> [PROBLEM TO SOLVE] Once you have read the records below, restate them word for word.

*** SUPPLIED RECORDS Section Begins ***

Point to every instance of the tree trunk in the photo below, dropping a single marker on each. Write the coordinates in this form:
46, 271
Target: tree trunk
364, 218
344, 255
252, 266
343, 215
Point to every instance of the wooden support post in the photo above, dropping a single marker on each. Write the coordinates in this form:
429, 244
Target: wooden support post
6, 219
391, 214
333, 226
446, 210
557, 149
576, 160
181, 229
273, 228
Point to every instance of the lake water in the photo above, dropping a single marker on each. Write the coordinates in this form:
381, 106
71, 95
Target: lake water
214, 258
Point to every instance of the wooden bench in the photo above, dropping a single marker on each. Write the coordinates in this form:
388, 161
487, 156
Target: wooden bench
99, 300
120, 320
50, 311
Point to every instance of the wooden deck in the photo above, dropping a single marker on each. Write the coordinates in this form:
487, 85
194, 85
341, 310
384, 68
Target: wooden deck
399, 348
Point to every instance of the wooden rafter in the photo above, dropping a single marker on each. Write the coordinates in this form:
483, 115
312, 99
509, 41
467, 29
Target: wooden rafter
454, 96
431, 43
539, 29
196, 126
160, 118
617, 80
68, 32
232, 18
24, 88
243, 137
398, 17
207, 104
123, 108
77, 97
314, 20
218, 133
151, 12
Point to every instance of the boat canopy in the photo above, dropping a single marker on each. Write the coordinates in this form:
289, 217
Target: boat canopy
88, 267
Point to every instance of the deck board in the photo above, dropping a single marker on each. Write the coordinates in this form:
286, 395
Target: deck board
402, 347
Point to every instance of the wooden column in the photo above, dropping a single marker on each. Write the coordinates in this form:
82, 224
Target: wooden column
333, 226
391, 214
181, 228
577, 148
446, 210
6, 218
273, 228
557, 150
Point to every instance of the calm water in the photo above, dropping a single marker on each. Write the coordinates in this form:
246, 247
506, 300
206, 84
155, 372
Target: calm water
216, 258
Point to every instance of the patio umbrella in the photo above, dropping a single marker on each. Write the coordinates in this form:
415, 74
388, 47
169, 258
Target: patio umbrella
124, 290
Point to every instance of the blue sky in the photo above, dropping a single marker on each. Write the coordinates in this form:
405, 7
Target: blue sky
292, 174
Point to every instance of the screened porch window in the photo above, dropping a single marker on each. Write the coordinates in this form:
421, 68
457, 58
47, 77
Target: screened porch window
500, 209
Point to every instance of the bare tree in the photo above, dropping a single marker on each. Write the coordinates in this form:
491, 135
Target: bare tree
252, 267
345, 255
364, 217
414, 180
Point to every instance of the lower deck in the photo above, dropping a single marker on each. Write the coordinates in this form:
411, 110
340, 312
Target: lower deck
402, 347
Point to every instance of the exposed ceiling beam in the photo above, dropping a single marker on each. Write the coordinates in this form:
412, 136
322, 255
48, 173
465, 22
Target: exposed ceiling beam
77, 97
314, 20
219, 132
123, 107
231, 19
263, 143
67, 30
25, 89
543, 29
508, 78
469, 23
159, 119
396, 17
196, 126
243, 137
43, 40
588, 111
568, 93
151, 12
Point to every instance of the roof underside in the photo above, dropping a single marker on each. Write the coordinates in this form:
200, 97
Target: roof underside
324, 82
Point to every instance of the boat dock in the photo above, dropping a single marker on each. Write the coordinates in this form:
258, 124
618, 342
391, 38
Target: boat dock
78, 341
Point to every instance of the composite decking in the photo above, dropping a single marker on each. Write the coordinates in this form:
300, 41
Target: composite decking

*** SUPPLIED RECORDS Section Ends ***

> [SOLVED PROBLEM]
Point to every instance of the tree trunk in the photo below, dropping a single marker on each. Write the coordinates in this form:
46, 271
Target: tree trunk
364, 218
344, 255
252, 266
343, 215
Point to every instance of the wooden support post in the photo above, dropping a single marker on each. Write the coordinates in this form:
429, 244
Target: wooden support post
6, 219
391, 214
333, 226
446, 210
557, 149
576, 160
181, 229
273, 228
Point to every instance of the lake water in the photo above, dropping a single marker on each. Write the coordinates in this form:
381, 106
71, 95
Target: lake water
214, 258
Point to every instance of the wooden bench in the photo above, dropping a single marker on each. Write the coordinates in this form:
388, 161
487, 156
Target: wooden bench
99, 300
120, 320
50, 311
Point to every instance of the wooden deck in the photo above, dropping a single marker on each. Write the coordinates in this form:
487, 85
194, 85
341, 310
384, 68
Target: wooden deck
399, 348
Point to every instance of the wooden rafter in the photo above, dropping a single marker on each. Write the coordinates in this form:
483, 115
312, 99
509, 41
467, 29
Target: wooden rafter
454, 96
431, 43
539, 29
196, 126
160, 118
617, 80
68, 32
232, 18
24, 88
243, 137
398, 17
207, 104
123, 108
77, 97
314, 20
218, 133
151, 12
Point to every instance of the boat canopy in the photo above, dropping a single marker on each. Write the coordinates in this form:
289, 217
Target: boat canopy
88, 267
Point to every instance of the deck board in the photo above, dropping a single marker on each. Write the coordinates in this form:
286, 395
Target: deck board
402, 347
Point to every instance of the wooden column in the photo above, dropping a single marker on each. Write the coordinates in this form:
82, 224
Target: wooden column
333, 226
391, 214
181, 228
577, 148
446, 210
6, 218
273, 228
557, 150
Point to every instance of the calm water in the photo above, dropping a single marker on each. Write the coordinates in this form:
246, 247
506, 300
206, 84
155, 372
Target: calm water
216, 258
Point to every instance of the patio umbrella in the photo above, dropping a single marker on each. Write the coordinates in this form:
415, 74
388, 47
169, 258
Target: patio umbrella
124, 290
Point to every instance of the blue sky in the photo above, dropping a single marker on each. Write the coordinates in this form:
405, 7
Target: blue sky
292, 174
Point to every instance of the screened porch window in the photo above, dropping a single marker on each. Write the coordinates in this form:
421, 68
457, 58
47, 77
Target: screened porch window
500, 209
Point to every instance of the bare tree in the photo above, dropping a single marker on each. Write the coordinates in this form:
491, 135
Target: bare tree
252, 267
345, 255
364, 217
414, 180
Point to every instance of the lower deck in the photo above, dropping a single marker on each. Write the coordinates in this form:
411, 110
340, 312
Target: lower deck
402, 347
Point to every instance of the exposed ceiling beam in the photo above, dropping a single marker on each. Write the coordinates in this form:
412, 136
322, 255
48, 173
465, 22
Target: exposed ceiling beam
77, 97
314, 20
219, 132
123, 107
231, 19
263, 143
67, 30
25, 89
543, 29
508, 78
469, 23
159, 119
396, 17
196, 126
243, 137
43, 40
588, 111
568, 93
151, 12
Point to every instance of the roof underside in the photo above, dropping a single marker on each. Write the coordinates in this form:
200, 97
Target: roof underside
324, 82
Point to every instance of the boat dock in the photo above, dropping a single marker on each. Write the coordinates in this form:
258, 124
618, 342
391, 38
Target: boat dock
78, 341
Point to every instance of the composite decking in the photo above, dropping a single marker on each. Write the coordinates in this form:
300, 41
Target: composite decking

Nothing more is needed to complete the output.